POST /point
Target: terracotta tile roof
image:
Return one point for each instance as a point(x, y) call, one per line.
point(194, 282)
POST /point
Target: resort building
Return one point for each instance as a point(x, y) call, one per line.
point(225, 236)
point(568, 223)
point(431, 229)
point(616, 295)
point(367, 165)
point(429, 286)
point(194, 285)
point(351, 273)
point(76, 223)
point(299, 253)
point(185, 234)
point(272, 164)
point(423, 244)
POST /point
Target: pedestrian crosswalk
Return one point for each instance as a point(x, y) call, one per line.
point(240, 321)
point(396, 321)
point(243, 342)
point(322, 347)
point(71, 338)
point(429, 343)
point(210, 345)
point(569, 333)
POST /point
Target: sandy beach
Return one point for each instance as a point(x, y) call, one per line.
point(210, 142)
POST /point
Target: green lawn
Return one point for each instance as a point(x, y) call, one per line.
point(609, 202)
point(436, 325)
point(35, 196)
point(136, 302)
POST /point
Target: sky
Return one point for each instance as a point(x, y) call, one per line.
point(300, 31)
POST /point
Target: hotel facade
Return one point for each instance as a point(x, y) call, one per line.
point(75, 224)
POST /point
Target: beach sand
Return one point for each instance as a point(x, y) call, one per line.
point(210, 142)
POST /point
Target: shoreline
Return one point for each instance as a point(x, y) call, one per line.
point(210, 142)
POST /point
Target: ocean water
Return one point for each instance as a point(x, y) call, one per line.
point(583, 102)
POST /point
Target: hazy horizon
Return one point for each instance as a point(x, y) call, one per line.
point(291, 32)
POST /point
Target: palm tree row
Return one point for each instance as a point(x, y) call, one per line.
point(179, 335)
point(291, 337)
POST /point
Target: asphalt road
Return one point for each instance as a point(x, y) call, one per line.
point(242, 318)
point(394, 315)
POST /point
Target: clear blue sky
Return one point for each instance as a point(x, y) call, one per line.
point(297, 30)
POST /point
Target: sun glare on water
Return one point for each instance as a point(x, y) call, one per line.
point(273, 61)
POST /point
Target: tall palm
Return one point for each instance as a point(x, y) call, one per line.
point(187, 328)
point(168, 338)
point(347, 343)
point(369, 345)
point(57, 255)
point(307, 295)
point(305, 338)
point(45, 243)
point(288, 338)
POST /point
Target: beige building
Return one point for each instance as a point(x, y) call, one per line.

+--

In the material above, find the lines that contain "building" and show them.

Target: resort building
Target: beige building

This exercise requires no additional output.